§ **Task set**
1: Rewrite the portion of the Akasaka discussion between "To @Aspirety’s point, wow, perhaps" and "the question arcs.", inclusive, substituting "capstone" for "bookend".
2: According to the Akasaka discussion, which arc was not originally meant to exist?
3: Continue the Akasaka discussion from its final sentence.

§ **Text passage**
And looool I love how much Tomitake’s shadiness is lampshaded, I really hope the newbies pick up on it. Akasaka is just following exactly the same steps as him, trying to fit in as a nature photographer as a convenient cover. Rika sees through his shit right away. But surprisingly, they don’t gang up on him. I guess it really goes to show that Hinamizawa aren’t that bad, I guess.

I guess I’d like to ask everyone. What do you think of Akasaka as a character? Like him? Hate him?


To @Aspirety’s point, wow, perhaps it’s because I haven’t gotten up to the bit where Tomitake’s real identity is discussed in my current read-through, but those parallels blew right by me. It’s really funny to consider Himatsubushi wasn’t even meant to exist originally when it feels like such a great bookend to the question arcs.

I enjoyed this arc so much more than I was expecting. Ryukishi really can do totally different things throughout the story and still draw you in every time. I adore Akasaka, have since the anime. I’m not sure what it is, I’m really glad Rika has a father-figure like him and he’s obviously such an important piece. Maybe it’s just refreshing to have someone both so genuinely good and also well-grounded in the cast at last. Akasaka is a very reassuring presence. I guess it’s also because up to this point adults have seemed almost directly pitched against helping the kids - I always felt very frustrated and upset watching the question arcs in the anime at how useless they were even when they seemed to want to help. It’s great to see an adult who might finally be able to help the kids out, and the general census seems to be that when Akasaka does deliver on that promise, it’s immensely satisfying.

[Location annotation dataset excerpts]
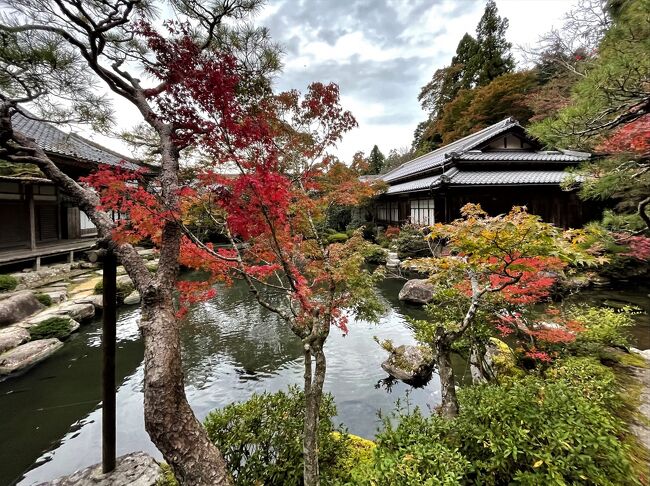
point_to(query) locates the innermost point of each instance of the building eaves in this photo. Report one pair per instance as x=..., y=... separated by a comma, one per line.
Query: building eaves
x=516, y=156
x=437, y=157
x=423, y=184
x=509, y=177
x=55, y=141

§ **Per-task outputs**
1:
To @Aspirety’s point, wow, perhaps it’s because I haven’t gotten up to the bit where Tomitake’s real identity is discussed in my current read-through, but those parallels blew right by me. It’s really funny to consider Himatsubushi wasn’t even meant to exist originally when it feels like such a great capstone to the question arcs.

2: Himatsubushi

3:
I have to wonder whether he was even meant to be in the series if this arc wasn’t originally going to exist. Another thing I really appreciate about his presence is that it shows us another side of Rika. As someone who grows up knowing she’s going to lose her father and doesn’t seem particularly close to him, Rika definitely latches on to Akasaka as that presence in her life instead in my eyes. Through him, we see a much more vulnerable, childlike side to her. The side that still wants to believe, wants to be helped and protected. She deals with so much alone, in that Hanyuu can’t really help her physically, constantly trying to work out how to help her friends and avert tragedy, and in her relationship with Akasaka we see the side of her that’s tired and just wants to lean on someone else and be the child she never got to be. It’s a very valuable development, and it feels so good to see him finally give her that breakthrough in the final arc, the last piece of luck she so needed and deserved. As the readers, we so want to help Rika, to stop seeing her suffer, and through Akasaka we finally get that. It’s very refreshing after all the suffering Ryukishi puts us through, haha.


That’s a good post right there. Couldn’t have said it better.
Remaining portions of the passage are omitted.